→ Exercise data
=-=-=
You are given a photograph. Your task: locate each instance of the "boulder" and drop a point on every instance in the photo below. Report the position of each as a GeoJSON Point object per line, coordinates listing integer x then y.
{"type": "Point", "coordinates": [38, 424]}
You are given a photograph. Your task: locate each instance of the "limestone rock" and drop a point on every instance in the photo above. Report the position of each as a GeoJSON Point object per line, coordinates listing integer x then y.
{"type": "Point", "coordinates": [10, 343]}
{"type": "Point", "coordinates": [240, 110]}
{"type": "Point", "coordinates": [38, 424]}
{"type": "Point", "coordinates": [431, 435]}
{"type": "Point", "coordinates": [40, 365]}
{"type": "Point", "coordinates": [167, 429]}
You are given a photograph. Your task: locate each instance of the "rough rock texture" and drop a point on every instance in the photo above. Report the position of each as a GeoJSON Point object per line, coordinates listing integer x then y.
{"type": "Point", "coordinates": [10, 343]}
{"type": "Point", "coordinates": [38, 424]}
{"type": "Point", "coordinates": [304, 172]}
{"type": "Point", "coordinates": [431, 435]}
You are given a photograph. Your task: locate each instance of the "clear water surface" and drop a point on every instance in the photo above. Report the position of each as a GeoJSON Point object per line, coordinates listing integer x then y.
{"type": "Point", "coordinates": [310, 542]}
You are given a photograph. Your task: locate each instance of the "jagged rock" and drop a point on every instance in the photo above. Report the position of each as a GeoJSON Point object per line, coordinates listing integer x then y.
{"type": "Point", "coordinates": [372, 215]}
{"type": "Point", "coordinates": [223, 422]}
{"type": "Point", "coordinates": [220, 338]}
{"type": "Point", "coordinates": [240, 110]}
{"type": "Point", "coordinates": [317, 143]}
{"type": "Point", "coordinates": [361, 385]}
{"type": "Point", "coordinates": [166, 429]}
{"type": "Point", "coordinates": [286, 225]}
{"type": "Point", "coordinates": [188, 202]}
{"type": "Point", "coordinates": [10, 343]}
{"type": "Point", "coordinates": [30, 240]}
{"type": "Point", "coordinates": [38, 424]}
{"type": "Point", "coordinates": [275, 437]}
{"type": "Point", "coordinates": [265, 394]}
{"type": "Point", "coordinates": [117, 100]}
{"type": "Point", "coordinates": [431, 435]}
=-=-=
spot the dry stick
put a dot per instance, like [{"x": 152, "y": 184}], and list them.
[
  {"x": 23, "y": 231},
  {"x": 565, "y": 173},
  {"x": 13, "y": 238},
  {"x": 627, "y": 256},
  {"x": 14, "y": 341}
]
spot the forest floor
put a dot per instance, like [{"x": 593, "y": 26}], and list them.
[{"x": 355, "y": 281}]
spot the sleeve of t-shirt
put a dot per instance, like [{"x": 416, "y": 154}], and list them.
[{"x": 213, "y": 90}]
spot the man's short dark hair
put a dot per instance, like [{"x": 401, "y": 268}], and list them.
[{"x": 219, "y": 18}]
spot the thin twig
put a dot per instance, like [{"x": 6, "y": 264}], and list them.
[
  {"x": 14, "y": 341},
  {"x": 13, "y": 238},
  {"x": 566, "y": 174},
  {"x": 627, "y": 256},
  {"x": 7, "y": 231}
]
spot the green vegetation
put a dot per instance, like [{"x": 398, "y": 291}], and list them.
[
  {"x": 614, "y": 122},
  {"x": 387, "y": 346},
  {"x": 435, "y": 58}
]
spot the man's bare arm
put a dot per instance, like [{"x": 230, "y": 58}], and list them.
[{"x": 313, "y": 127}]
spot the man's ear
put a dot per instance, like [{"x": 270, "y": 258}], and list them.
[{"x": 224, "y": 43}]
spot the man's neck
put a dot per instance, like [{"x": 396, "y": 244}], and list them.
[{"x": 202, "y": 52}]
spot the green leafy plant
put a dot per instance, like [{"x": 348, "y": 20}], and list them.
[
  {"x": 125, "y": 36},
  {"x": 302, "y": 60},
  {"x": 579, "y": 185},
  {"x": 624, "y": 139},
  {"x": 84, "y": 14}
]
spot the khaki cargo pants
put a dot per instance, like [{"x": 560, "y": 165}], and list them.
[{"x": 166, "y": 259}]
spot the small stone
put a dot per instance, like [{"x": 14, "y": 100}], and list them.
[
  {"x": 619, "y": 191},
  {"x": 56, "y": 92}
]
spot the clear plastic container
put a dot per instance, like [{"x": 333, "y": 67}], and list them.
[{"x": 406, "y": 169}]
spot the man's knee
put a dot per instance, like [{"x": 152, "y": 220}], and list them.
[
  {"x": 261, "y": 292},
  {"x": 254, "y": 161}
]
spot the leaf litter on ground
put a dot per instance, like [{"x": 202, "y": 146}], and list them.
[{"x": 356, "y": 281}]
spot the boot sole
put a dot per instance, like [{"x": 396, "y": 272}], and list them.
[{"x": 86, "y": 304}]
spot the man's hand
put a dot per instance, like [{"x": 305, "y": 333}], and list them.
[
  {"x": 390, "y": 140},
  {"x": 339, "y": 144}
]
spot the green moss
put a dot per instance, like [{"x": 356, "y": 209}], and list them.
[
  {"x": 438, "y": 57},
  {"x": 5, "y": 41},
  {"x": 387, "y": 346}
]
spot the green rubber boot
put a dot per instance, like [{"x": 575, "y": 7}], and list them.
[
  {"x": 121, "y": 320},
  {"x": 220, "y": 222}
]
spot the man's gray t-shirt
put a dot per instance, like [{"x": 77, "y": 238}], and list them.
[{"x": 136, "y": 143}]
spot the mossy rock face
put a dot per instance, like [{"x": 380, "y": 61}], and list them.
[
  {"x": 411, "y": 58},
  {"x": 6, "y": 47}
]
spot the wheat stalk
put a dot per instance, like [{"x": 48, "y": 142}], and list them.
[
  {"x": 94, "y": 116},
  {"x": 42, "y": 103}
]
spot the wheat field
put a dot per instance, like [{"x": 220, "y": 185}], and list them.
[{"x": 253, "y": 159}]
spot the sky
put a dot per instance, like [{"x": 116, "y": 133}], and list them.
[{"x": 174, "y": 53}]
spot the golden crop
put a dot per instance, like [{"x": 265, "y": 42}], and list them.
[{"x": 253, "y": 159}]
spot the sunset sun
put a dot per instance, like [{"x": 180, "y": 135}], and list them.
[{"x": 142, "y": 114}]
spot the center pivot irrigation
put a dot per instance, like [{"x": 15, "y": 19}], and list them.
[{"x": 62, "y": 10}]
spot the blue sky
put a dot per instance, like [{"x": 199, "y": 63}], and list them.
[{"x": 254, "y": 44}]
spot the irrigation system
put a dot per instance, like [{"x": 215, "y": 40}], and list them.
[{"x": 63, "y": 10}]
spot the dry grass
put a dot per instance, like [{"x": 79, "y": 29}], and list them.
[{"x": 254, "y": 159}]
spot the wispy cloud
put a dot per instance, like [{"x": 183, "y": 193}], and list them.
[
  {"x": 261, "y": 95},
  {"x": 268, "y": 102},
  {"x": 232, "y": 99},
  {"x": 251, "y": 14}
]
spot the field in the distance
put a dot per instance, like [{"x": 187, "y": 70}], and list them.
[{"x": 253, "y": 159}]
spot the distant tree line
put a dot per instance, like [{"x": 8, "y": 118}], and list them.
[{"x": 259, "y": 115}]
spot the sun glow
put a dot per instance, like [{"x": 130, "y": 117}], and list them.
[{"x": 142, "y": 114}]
=-=-=
Filter the data above, keeping every line that contains the string "green". Case counts.

spot the green vegetation
spot the green leafy plant
spot the green moss
spot the green rubber boot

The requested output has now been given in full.